- **Task description**: List every line of the listing below that contains the word "spider", matching case exactly.

* Start *

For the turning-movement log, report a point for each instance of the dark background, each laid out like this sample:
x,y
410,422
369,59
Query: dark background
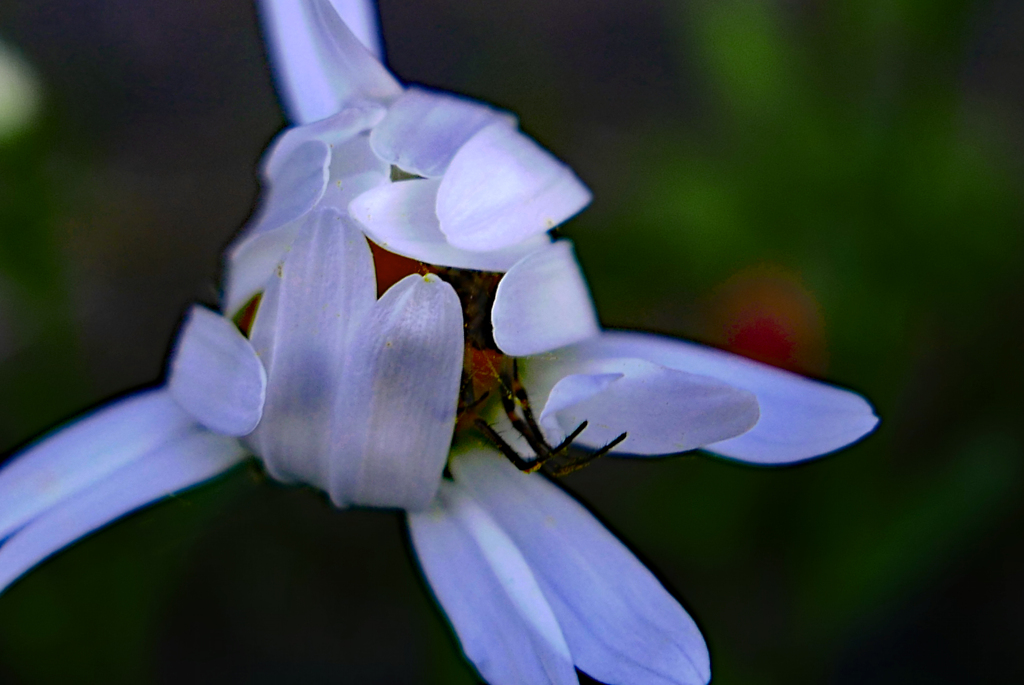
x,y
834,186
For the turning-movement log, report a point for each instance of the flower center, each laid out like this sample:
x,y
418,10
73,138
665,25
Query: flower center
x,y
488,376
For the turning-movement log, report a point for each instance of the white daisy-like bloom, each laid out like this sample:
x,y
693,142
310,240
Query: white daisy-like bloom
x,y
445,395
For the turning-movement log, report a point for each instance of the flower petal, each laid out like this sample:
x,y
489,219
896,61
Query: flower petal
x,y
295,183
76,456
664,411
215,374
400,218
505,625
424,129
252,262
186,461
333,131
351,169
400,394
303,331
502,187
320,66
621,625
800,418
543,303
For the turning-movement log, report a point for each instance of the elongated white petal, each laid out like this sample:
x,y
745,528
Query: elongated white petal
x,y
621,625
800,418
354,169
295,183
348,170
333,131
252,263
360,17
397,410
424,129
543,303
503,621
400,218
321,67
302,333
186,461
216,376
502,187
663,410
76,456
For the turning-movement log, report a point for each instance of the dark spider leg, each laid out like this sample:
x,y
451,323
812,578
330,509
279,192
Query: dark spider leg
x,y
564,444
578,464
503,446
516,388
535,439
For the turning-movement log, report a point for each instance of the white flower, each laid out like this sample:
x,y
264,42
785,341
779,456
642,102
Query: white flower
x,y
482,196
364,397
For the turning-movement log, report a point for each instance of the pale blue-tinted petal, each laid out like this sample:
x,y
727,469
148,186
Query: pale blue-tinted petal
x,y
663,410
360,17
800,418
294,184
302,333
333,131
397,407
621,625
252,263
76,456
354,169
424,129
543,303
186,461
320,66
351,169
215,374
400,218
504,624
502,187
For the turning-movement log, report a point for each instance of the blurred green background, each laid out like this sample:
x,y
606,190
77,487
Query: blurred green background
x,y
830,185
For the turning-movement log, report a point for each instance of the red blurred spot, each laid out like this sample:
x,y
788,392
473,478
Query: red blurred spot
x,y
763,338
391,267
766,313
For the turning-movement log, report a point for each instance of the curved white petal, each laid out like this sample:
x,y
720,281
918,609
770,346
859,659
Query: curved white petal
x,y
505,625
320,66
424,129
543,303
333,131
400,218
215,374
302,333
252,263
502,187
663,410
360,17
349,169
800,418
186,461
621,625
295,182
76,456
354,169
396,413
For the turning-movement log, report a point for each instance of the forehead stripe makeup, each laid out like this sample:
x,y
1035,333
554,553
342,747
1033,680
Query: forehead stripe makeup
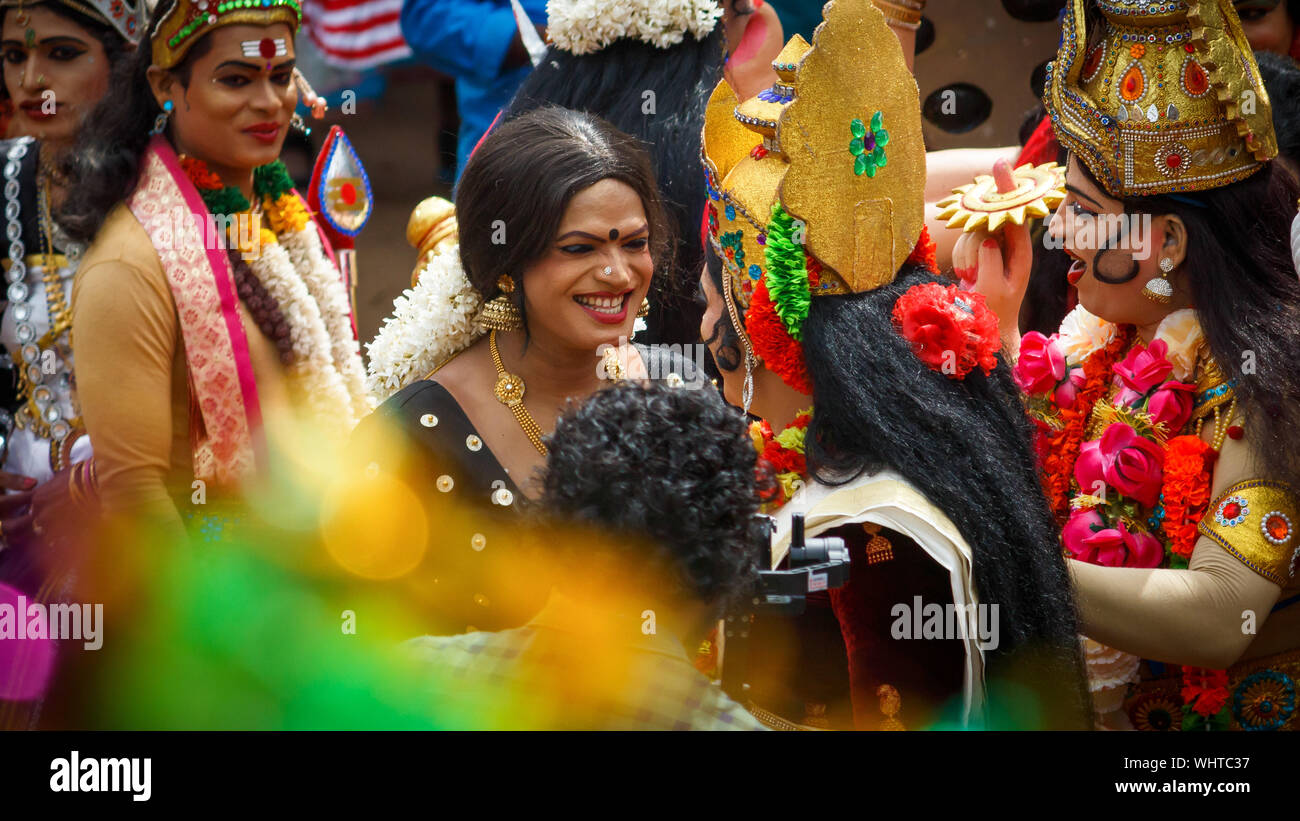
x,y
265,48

* End *
* Start *

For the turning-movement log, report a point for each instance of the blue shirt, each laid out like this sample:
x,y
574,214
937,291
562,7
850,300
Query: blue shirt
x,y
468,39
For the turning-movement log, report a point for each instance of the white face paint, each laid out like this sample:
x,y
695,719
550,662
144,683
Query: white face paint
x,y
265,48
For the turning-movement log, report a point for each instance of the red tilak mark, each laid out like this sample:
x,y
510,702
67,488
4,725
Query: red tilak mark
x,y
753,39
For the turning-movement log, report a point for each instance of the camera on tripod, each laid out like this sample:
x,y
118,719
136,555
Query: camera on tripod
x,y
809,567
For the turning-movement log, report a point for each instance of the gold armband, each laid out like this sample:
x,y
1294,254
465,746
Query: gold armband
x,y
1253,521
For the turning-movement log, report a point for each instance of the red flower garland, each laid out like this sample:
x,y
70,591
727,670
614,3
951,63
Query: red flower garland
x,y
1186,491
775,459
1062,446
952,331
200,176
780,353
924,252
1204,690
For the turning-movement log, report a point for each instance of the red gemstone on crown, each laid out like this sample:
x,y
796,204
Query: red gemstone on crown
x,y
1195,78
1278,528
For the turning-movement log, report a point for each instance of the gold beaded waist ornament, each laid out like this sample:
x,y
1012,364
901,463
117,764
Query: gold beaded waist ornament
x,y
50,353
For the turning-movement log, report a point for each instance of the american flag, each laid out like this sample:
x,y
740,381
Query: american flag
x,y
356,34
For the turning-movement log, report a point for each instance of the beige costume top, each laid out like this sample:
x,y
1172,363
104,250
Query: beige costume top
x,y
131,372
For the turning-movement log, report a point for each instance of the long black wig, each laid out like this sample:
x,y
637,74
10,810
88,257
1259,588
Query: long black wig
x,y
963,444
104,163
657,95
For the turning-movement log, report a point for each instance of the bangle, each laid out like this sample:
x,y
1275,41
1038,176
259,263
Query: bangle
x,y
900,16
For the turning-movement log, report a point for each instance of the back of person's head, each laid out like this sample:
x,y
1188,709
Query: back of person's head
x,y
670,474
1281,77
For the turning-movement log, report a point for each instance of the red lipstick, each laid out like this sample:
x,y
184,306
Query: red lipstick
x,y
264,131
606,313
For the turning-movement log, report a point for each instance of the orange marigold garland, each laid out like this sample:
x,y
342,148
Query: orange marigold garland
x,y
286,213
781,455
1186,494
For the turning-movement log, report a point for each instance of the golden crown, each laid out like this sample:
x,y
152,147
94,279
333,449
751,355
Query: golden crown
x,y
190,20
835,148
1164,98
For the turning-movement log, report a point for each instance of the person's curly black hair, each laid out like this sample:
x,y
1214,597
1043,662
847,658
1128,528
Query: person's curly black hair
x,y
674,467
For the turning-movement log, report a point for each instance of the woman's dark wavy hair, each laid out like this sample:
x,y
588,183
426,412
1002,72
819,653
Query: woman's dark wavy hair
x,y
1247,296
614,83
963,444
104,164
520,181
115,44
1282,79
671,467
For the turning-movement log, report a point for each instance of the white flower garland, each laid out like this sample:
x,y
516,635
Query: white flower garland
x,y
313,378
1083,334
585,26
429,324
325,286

* End *

- **Expected answer**:
For the turning-movement log, report a point for each instance of the dark spider leg, each laid out like this sample:
Query: dark spider leg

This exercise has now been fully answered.